Task goal: Only the lines from the one containing "the green tree" through the end of the data below should be copied, each exactly as written and with both ends kept.
....
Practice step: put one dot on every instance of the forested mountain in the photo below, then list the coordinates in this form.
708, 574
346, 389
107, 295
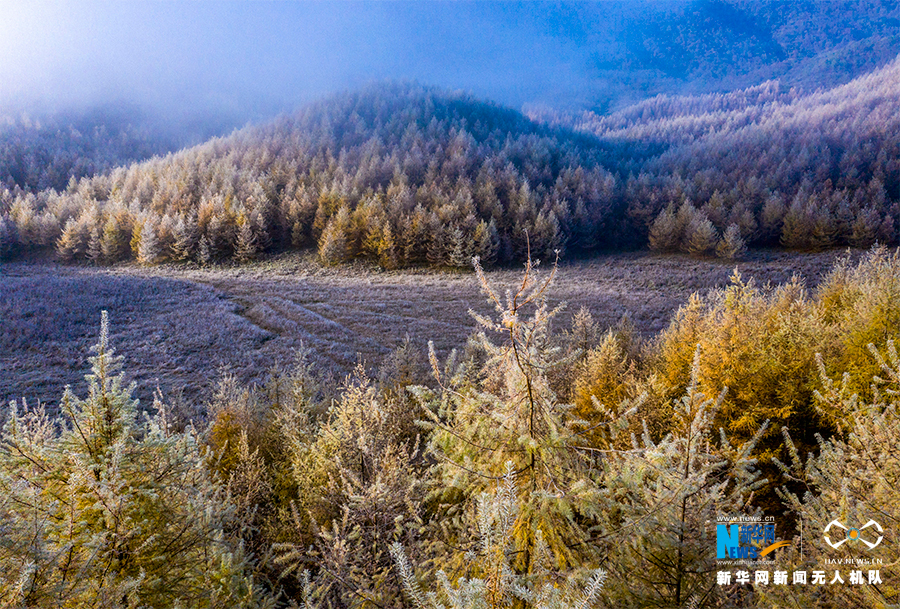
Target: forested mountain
707, 46
45, 149
401, 173
405, 174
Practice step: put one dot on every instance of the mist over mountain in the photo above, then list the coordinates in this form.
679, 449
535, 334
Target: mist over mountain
788, 135
210, 67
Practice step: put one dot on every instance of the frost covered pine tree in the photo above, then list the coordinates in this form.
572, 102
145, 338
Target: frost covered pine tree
499, 585
854, 479
109, 509
658, 501
512, 415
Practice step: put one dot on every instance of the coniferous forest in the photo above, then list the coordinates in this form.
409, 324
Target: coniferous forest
551, 458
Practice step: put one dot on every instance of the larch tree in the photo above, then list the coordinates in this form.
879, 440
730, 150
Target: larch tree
109, 508
509, 413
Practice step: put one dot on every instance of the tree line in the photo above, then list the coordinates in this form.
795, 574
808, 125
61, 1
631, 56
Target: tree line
534, 467
406, 175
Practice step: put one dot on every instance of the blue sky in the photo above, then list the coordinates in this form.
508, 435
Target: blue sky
258, 57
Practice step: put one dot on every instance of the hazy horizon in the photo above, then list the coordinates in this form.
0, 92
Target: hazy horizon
248, 59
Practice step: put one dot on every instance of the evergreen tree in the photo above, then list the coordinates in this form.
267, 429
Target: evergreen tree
731, 246
492, 582
700, 236
513, 415
854, 479
664, 233
246, 247
113, 510
659, 498
148, 247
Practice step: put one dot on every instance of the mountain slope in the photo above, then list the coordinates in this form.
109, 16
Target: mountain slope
404, 174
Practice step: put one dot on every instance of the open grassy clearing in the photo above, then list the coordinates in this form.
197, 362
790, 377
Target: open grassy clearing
178, 326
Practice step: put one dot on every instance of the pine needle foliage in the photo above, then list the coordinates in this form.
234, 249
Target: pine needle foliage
107, 508
499, 585
511, 414
855, 479
360, 488
658, 501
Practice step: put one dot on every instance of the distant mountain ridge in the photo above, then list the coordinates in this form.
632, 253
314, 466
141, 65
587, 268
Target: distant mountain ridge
404, 174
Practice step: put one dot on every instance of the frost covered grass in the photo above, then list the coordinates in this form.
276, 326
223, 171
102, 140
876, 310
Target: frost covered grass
183, 324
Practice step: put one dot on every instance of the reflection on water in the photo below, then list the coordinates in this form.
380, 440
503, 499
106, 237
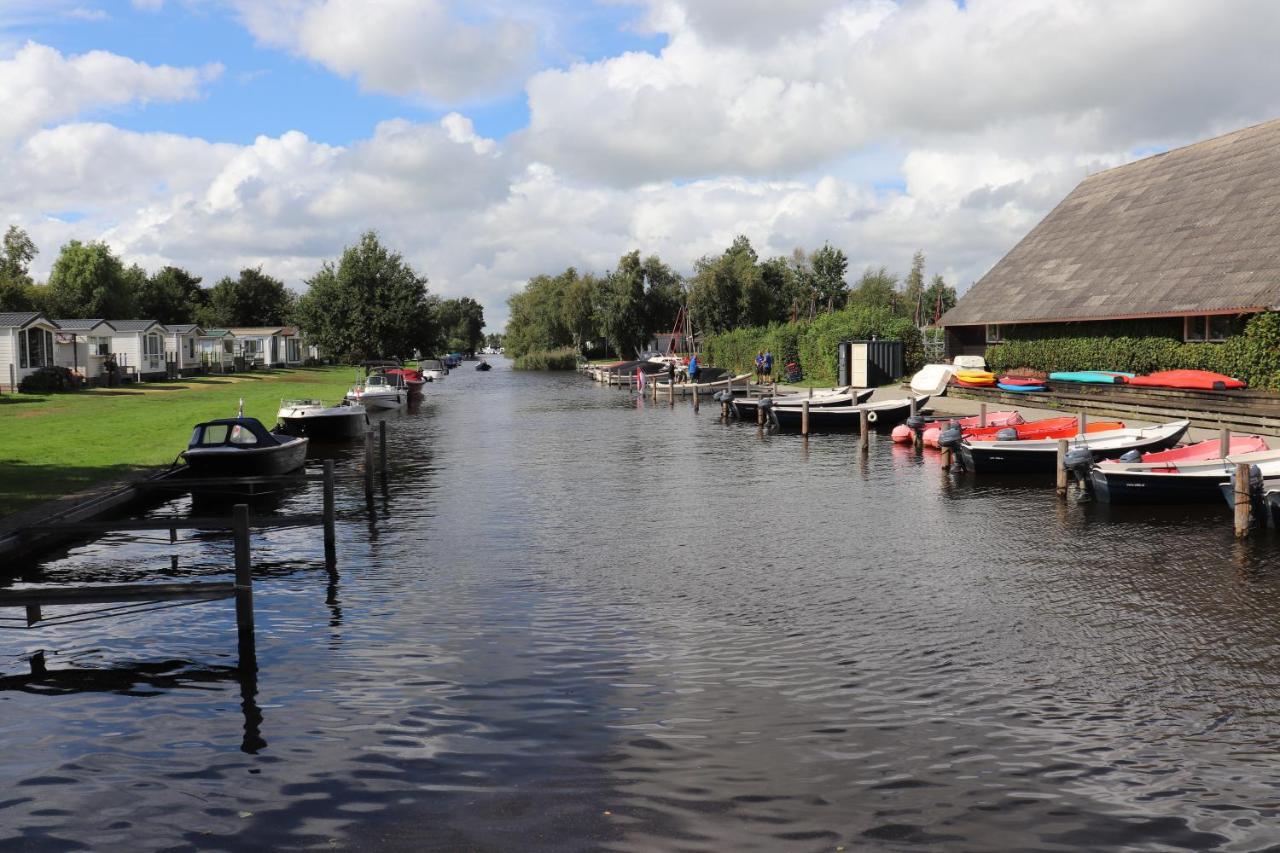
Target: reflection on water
574, 619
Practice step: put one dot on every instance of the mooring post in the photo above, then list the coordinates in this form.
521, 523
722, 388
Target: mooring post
330, 539
1061, 468
1243, 505
369, 464
243, 571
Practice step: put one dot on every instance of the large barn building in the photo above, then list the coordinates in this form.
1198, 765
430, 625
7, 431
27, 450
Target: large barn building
1184, 243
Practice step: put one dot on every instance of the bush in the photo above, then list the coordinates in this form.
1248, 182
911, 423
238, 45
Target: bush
50, 379
1253, 355
814, 343
563, 359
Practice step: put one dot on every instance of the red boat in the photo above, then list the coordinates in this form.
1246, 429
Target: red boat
1189, 379
1045, 428
1207, 451
999, 419
414, 379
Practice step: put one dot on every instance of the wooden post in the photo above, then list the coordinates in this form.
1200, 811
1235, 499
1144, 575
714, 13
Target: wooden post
243, 570
369, 464
330, 539
382, 447
1243, 505
1061, 468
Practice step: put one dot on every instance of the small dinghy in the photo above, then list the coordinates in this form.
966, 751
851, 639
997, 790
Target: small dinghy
1034, 456
378, 392
746, 407
242, 447
1192, 474
846, 419
315, 419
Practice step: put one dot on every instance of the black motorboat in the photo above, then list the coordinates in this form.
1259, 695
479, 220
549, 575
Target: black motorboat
242, 447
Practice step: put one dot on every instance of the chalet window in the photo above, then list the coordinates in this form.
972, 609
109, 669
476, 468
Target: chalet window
1215, 328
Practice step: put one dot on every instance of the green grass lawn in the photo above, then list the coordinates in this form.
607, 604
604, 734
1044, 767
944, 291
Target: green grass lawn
60, 443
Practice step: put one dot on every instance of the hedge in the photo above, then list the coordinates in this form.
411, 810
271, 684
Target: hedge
812, 343
1252, 355
563, 359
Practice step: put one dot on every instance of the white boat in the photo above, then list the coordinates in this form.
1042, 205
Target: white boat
378, 392
315, 419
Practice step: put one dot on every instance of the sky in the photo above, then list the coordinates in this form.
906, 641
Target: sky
493, 141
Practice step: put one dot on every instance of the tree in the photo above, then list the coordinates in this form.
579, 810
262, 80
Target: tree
828, 268
252, 299
370, 305
913, 293
877, 288
938, 299
16, 286
88, 281
624, 318
172, 295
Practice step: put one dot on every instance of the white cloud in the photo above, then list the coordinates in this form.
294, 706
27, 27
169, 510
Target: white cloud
39, 85
410, 48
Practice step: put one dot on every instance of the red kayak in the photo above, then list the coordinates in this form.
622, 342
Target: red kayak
997, 419
1189, 379
1046, 428
1207, 451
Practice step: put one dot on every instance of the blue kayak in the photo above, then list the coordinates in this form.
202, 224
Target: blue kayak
1092, 377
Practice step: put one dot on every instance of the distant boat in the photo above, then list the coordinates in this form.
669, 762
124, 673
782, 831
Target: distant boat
242, 447
315, 419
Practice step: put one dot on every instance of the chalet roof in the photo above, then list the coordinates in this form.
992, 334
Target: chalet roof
136, 325
1191, 231
22, 319
81, 324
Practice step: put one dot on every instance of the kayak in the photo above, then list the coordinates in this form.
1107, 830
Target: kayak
1045, 428
1091, 377
997, 419
1189, 379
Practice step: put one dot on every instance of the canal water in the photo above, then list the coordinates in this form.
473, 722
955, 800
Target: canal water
575, 620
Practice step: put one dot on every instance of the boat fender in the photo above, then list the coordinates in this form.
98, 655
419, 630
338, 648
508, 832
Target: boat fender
951, 436
1078, 461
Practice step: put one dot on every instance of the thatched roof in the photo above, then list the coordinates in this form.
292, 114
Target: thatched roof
1192, 231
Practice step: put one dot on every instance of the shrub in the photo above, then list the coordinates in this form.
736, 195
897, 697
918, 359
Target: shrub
1252, 355
563, 359
49, 379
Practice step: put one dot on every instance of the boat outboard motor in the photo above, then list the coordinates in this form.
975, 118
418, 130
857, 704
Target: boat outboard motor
1078, 463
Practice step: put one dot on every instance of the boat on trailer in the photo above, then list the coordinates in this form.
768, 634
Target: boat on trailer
848, 419
242, 447
746, 407
319, 420
1040, 455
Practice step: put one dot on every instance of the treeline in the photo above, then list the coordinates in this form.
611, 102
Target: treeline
735, 290
368, 304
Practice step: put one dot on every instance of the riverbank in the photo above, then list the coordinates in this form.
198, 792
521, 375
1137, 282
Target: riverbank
62, 445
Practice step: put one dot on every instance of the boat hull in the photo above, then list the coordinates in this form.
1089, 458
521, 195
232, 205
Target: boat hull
247, 461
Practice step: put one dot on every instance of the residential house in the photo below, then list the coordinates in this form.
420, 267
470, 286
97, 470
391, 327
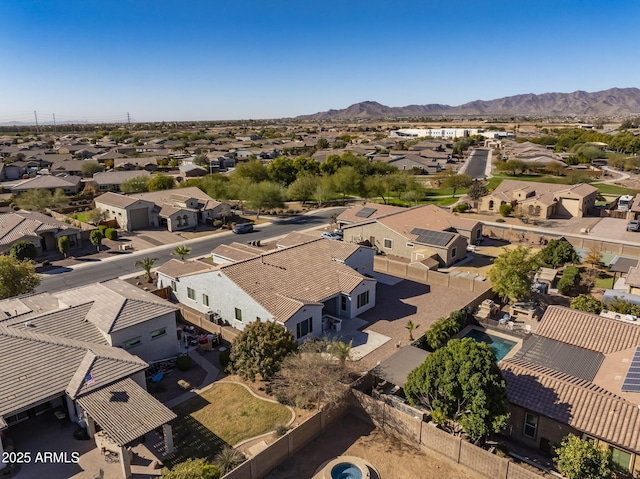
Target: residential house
577, 374
72, 349
41, 230
177, 209
307, 287
70, 184
542, 200
112, 180
427, 234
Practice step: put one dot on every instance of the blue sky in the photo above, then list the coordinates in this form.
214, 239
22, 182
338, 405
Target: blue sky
241, 59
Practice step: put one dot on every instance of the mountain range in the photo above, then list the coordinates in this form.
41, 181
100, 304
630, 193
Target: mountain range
615, 102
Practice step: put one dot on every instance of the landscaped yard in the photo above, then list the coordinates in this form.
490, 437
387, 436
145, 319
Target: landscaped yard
225, 414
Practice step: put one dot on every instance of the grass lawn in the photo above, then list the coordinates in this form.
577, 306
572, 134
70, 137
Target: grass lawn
225, 414
604, 282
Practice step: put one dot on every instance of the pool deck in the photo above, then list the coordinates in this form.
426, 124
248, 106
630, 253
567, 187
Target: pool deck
493, 332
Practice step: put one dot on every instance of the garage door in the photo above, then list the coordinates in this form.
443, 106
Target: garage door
139, 218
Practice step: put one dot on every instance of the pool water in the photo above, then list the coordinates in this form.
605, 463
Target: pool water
346, 470
499, 345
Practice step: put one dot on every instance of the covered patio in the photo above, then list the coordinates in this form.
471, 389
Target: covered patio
120, 415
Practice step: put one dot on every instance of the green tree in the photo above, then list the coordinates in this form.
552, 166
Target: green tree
96, 238
23, 250
281, 170
64, 245
193, 469
581, 459
181, 251
260, 348
137, 184
146, 264
463, 388
161, 182
303, 188
558, 253
90, 168
346, 180
17, 277
456, 181
586, 302
511, 275
265, 195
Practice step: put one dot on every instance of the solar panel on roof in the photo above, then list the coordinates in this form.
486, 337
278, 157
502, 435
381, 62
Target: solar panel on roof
366, 212
436, 238
632, 379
....
Written solution:
Practice step: put one dot on every instance of the green tree in the photo above, then list the coordinates in this form.
552, 166
Target: green tree
96, 238
23, 250
281, 170
64, 245
193, 469
581, 459
181, 251
260, 348
137, 184
146, 264
463, 388
161, 182
303, 188
558, 253
90, 168
346, 180
17, 277
456, 181
586, 302
511, 275
265, 195
Practice step: put one dot on every instance of the solar panel on roof in the photo above, then list the coordinates in this form.
486, 337
278, 157
502, 435
381, 62
Target: solar panel on roof
366, 212
436, 238
632, 379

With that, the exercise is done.